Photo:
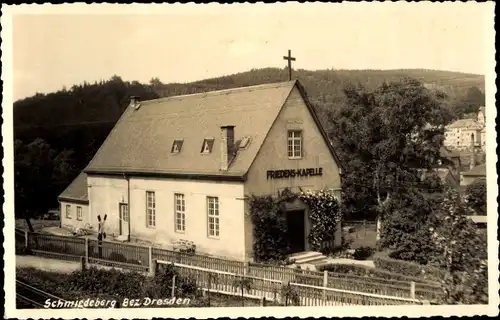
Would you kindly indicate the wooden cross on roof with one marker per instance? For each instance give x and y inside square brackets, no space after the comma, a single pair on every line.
[290,59]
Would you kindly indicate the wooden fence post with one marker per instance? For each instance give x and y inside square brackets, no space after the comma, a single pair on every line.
[82,263]
[246,266]
[325,283]
[173,286]
[86,250]
[152,263]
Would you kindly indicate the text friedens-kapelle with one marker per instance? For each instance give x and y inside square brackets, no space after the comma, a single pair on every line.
[292,173]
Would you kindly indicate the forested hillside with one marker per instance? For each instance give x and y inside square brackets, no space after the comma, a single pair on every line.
[58,133]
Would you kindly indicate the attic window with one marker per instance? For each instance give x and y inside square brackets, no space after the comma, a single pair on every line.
[177,146]
[244,143]
[207,146]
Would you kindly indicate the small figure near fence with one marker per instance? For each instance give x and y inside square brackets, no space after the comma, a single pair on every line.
[101,233]
[85,231]
[186,246]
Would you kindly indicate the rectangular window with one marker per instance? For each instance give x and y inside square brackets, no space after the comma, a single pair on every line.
[79,213]
[180,213]
[124,212]
[177,146]
[207,145]
[213,216]
[294,144]
[150,209]
[68,211]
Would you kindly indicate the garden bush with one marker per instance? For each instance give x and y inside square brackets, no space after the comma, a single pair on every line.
[363,271]
[22,250]
[118,257]
[363,253]
[413,269]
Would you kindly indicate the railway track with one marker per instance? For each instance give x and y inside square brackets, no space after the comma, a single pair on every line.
[29,297]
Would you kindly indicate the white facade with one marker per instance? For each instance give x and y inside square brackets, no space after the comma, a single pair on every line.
[106,194]
[459,134]
[483,139]
[74,215]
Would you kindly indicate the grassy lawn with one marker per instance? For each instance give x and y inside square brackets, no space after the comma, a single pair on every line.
[362,235]
[38,225]
[55,283]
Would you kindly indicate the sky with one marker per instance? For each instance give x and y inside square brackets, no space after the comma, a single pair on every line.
[64,45]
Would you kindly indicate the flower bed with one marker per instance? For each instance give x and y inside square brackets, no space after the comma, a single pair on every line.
[407,268]
[364,271]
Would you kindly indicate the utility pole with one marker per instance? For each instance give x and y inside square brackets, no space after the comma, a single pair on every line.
[290,59]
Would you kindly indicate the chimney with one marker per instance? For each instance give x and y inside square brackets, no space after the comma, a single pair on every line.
[473,153]
[134,101]
[226,146]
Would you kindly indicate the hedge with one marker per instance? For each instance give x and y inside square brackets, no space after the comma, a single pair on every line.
[384,262]
[364,271]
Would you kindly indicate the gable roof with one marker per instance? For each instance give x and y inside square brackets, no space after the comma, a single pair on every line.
[141,141]
[465,124]
[479,171]
[77,190]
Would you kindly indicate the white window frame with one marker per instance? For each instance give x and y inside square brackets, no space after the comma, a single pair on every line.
[207,146]
[68,211]
[150,209]
[180,212]
[213,217]
[294,144]
[123,207]
[79,213]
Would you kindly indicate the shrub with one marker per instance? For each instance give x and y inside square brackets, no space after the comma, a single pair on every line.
[161,284]
[408,268]
[118,257]
[22,250]
[290,296]
[112,282]
[363,253]
[405,229]
[364,271]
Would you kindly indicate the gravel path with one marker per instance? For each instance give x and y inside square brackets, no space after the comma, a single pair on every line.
[46,264]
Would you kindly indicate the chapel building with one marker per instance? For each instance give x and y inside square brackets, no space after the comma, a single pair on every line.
[184,167]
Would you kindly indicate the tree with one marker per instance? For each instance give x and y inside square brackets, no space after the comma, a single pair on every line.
[406,227]
[462,252]
[475,195]
[33,176]
[385,137]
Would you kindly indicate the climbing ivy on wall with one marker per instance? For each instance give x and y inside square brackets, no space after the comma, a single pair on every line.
[325,216]
[269,228]
[269,222]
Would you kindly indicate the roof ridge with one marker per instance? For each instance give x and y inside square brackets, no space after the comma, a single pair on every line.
[220,92]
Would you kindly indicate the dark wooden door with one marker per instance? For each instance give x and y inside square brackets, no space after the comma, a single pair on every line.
[295,232]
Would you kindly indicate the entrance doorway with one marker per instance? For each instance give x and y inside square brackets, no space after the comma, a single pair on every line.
[295,230]
[124,219]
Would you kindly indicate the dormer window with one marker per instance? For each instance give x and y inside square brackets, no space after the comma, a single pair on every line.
[244,143]
[177,146]
[207,146]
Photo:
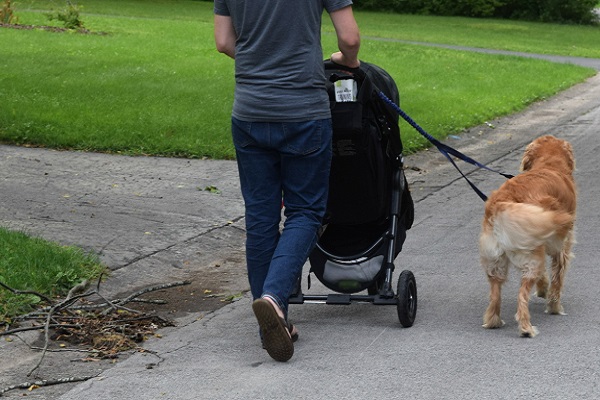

___

Return every entry above word for word, leaving pictures out.

▶ _ANSWER_
Photo:
Would you kindly indicate the wooden cross on roof with one marker per instance? For each instance give x and y inside square brackets, no space after the comma, a single pair on every line.
[290,59]
Would you kindly indicate the wooden fence post with one marker per instance? For each instance give x and y inside square brackets, no space after the comma, a single pair on every line.
[82,263]
[246,266]
[325,283]
[173,286]
[86,250]
[152,263]
Would you kindly indicate the text friedens-kapelle with one marker per instance? For each instance give x and y inside square brackets, no space after the comma, a single pair on every line.
[292,173]
Would you kindly indicate the forested hillside with one marker per instance? For each instance give x and y inside square brackets, no space after the comma, a single pair on every line.
[58,133]
Would you kindly indicate the attic window with one marker per instance? For each instance give x and y inside square brackets, no space after the comma, a single pair on every line.
[177,146]
[244,143]
[207,146]
Would you kindly indicate the small figure near fence with one marker per instance? For each instance give x and y inside square brackets, no space after the comma, a single pair on every line.
[101,233]
[85,231]
[186,246]
Would you kindly indicate the rectangular window with one marker per instance? For each instance give x and y inside square brackets, no space after the comma, a single pair on every line.
[79,213]
[180,213]
[124,212]
[177,146]
[207,145]
[213,216]
[294,144]
[150,209]
[68,211]
Would you kindly indicate the garden bush with one marker per instance? For each instance give x and y inside square brackets, no space after the comma, a single pair on every line.
[363,271]
[22,250]
[118,257]
[363,253]
[413,269]
Would you kindly indicate the railway track with one marker per instance? For each instance give x and y inside square brackets, no space after the comma, a single pair on every line.
[29,297]
Would you kindly indicate the white facade with one marker per instance? For each instance give x and y inside square brackets, no space after the comma, a single pair on every line.
[106,194]
[459,134]
[483,139]
[74,215]
Would you kindly indicate the grassy lawn with one marker per instance? For each instance give x and y inside square brackets, no space after the comma, a single pair on every line.
[362,235]
[38,225]
[55,283]
Would you kindly indicate the sky with one marker per instance? For each instance give x and y inside square brackets, no space after the comma, a single pair on every line.
[64,45]
Would you kindly indicate the flower bed with one marker per instance? For each instance give x and y inside square brackets, no space after the comma, a single pair on every line.
[407,268]
[364,271]
Would you kindly indicate the utility pole with one marker per instance? For each instance give x and y inside square brackets, no space after the comma, a single pair on every line.
[290,59]
Would you kindly indicate the chimney with one marker per instance? For each instance give x and y inside square brackets, no space after the comma, a single pair on every line.
[473,153]
[134,101]
[226,146]
Would you kindly indicate the hedge with one marker per instance? For each instance give x and y inside square brackets, no space after the comma, a single pair on every line.
[384,262]
[364,271]
Would you kindly indicate the gable roof with one marker per instance? For each instance give x and y inside square brackets, no space after the comma, a single pair on every line.
[141,141]
[465,124]
[479,171]
[77,190]
Would you kindly indicate the white window frame with one marker per instance? For each instance give x and y inside square brackets, no space after the comma, a single pair on every line.
[207,146]
[68,211]
[150,209]
[180,212]
[213,217]
[294,144]
[123,207]
[79,213]
Would you kindly indicate the shrub with one marker per instance? For each instance give x and y inside square brackets, no space after the comma, a single pair on every line.
[161,284]
[408,268]
[118,257]
[22,250]
[290,296]
[112,282]
[363,253]
[405,229]
[364,271]
Would you kindly indicate the gravel path with one marker per instance? For each instance give x and y inside square brackets, no space after the comma, a single pair on every line.
[46,264]
Would you kindly indicate the chapel building with one marker per instance? For each instance give x and y inside square brackets, no space after the comma, a single pair on every line.
[184,167]
Would you kindly indicate the tree with one marker per instance? For each instance give x and y inside square brackets, no space after the comma, a single pair on every line.
[406,227]
[462,252]
[475,195]
[33,176]
[385,137]
Would you kindly indicate the climbing ivy on wall with one marker per instance? For each instance give x and y inside square brackets, no space after the comma, a single pair on every line.
[325,216]
[269,228]
[269,222]
Would you kindly indicate the roof ridge with one marker per instance? For each instance give x and y inside square brackets, no space after the comma, a single pair on every line.
[220,92]
Would you kindly indicate the dark wooden door with one marker per instance? For each instance give x and y inside square brackets, no space after the comma, a single pair on every line.
[295,232]
Would you kindly indicate the entrance doorway with one marker per instance? For each instance give x and y inside square brackets, no space after the comma, a single pair on every line.
[295,230]
[124,219]
Would you kindly indicate the dormer window with one marker per instance? For each instance give x and y inside square brackets, no space after the comma, a single pair on every line.
[244,143]
[177,146]
[207,146]
Photo:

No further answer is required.